▸ **TASK TO COMPLETE**:
Exactly transcribe the line that holds "of the mattress" and every remaining line of the records, up to and including the final one, with nothing else.

━━━━━━

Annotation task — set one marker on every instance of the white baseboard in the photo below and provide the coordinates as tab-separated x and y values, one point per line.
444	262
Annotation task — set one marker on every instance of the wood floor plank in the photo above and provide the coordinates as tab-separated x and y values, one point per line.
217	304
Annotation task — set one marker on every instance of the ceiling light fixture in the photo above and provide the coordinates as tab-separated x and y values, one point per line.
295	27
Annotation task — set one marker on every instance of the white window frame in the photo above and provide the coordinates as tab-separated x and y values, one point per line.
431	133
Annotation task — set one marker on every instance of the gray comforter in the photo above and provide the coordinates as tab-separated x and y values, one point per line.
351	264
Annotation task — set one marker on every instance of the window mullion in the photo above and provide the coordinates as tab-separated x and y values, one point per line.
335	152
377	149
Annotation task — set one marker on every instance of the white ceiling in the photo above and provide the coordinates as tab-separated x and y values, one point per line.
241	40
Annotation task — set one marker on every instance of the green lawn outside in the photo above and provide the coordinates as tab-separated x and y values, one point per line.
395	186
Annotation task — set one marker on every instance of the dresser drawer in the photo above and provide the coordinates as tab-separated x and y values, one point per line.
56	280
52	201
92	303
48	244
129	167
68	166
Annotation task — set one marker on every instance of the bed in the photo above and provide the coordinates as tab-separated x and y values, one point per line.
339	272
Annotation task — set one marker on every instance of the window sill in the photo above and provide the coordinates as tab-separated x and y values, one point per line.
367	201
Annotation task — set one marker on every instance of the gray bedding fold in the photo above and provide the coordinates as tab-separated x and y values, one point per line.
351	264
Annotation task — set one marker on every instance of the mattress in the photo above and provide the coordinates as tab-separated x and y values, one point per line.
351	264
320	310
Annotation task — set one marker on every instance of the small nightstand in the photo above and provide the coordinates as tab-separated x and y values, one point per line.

━━━━━━

▸ **ANSWER FOR THIS EXERCISE**:
Annotation task — set one marker on every instance of the mattress in the photo above and provide the coordinates as tab-separated x and y values, one point per line.
351	264
320	310
Annotation task — set one marker on every instance of the small nightstand in the photo above and provide the coordinates as tab-separated x and y values, one point per line.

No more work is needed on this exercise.